Dulles files, lot 54 D 423, “China”

No. 466
Memorandum by John Foster Dulles, Consultant to the Secretary of State1

Japan and China

1.
On May 19, 1951, in reply to a suggestion that Sebald ascertain the probable future wishes of the Japanese Government as regards peace with China, Sebald said2 that after conference with Prime Minister Yoshida, he was informed that the Japanese Government under no circumstances desires signature by Chinese Communist regime. Basically, Japanese Government wishes to make peace with the Chinese National Government which it considered deserves support by Japan.
2.
On June 19, 1951, Mr. Morrison and Mr. Dulles agreed at London,3 so far as the Peace Treaty was concerned, we would proceed “without any Chinese co-signature” and that “Japan’s future attitude toward China must necessarily be for determination by Japan itself in the exercise of the sovereign and independent status contemplated by the Treaty.”4 This agreement was reached after the formula had first been rejected by the British Cabinet on the ground that inevitably Japan would follow U.S. policy toward China rather than U.K. policy. Mr. Attlee had made the counter proposal that Japan’s relations with China might be vested in a group of Far Eastern countries so that Japan would not have freedom of action as regards China. This proposal in turn had been rejected by Mr. Dulles in a conversation with Mr. Attlee.
3.
On August 6, 1951, Prime Minister Yoshida said, in a letter to Mr. Dulles5 that the Japanese Government had no intention to conclude a bilateral treaty with the Communist regime.
4.

◆ Working data:

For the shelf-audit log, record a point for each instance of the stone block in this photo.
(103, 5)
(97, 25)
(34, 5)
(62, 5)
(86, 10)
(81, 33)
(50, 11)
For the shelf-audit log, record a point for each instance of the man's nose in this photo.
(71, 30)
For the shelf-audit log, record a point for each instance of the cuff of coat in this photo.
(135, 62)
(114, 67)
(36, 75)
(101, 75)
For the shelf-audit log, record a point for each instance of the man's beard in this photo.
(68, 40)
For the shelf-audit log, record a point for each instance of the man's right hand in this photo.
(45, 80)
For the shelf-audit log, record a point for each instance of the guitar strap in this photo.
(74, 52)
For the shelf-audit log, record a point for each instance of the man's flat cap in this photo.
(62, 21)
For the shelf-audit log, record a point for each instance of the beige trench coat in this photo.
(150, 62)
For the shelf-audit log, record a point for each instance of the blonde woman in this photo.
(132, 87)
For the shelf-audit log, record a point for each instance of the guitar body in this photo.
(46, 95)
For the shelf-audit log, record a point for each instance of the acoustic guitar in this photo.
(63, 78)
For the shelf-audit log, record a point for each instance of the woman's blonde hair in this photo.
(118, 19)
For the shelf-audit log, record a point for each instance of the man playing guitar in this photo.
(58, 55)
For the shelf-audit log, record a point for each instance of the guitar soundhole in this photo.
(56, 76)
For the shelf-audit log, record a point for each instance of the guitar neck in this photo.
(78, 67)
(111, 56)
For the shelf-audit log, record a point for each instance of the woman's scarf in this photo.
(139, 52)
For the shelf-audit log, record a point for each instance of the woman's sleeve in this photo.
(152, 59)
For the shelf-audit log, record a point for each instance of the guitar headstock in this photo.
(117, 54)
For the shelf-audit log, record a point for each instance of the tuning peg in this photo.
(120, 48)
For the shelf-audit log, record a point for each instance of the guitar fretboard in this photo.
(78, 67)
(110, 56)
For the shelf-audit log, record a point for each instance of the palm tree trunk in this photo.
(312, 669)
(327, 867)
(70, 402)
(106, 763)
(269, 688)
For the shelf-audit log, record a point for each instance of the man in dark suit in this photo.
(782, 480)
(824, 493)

◆ Stated goal 1: Within the listing, rewrite the lines from the one holding "suit in this photo." through the end of the listing, both ends included, with "dark" switched to "black" and nothing else altered.
◆ Stated goal 2: Pick up the memorandum on Japan and China where it stops and continue it.

◆ Exercise answer 1:
For the shelf-audit log, record a point for each instance of the man in black suit in this photo.
(782, 480)
(824, 493)

◆ Exercise answer 2:
On August 9, 1951, at a conference at Washington between Messrs. Fitzmaurice and Tomlinson of the U.K. and Messrs. Dulles and Allison of the U.S., Mr. Tomlinson asked Mr. Dulles whether we interpreted the U.S.–U.K. understanding about China to prevent the signature of any peace treaty between Japan and any Chinese [Page 1072] Government until after the coming into force of the main Treaty. According to the U.S. memorandum of the conversation, Mr. Dulles said.

“I did not think that it was possible to give any categorical answer to this question. The principle involved was that there should be no Allied coercion upon Japan to adopt an arbitrary course in regard to China which might prejudice Japanese best interests for the future. Under these circumstances a good deal would depend upon the degree of freedom which might, in fact, be restored to Japan after the signature of the Treaty, but before the coming into force, particularly if the latter was considerably deferred.”6

5.
On September 8, 1951, the Multilateral Peace Treaty was signed at San Francisco. Developments at the preceding Conference already made it apparent that Japan would be expected to exercise a large degree of independent sovereignty with respect to its foreign relations after the signature but before the coming into force of the Treaty. (See, for example, the exchanges of views between the Japanese Delegation and the Indonesian, Philippine and Netherlands Delegations, which contemplated post-signing but pre-ratification negotiations for bilateral arrangements.)
6.

On September 9, 1951, Mr. Morrison and Mr. Dulles, en route from San Francisco to Washington, discussed the Japan–China position and according to Mr. Dulles’ memorandum of the conversation,7 Mr. Morrison said that

“he hoped that nothing would be done to crystallize the Japanese position toward China until after the Treaty of Peace came into force. He said that otherwise he might have difficulty about ratification.”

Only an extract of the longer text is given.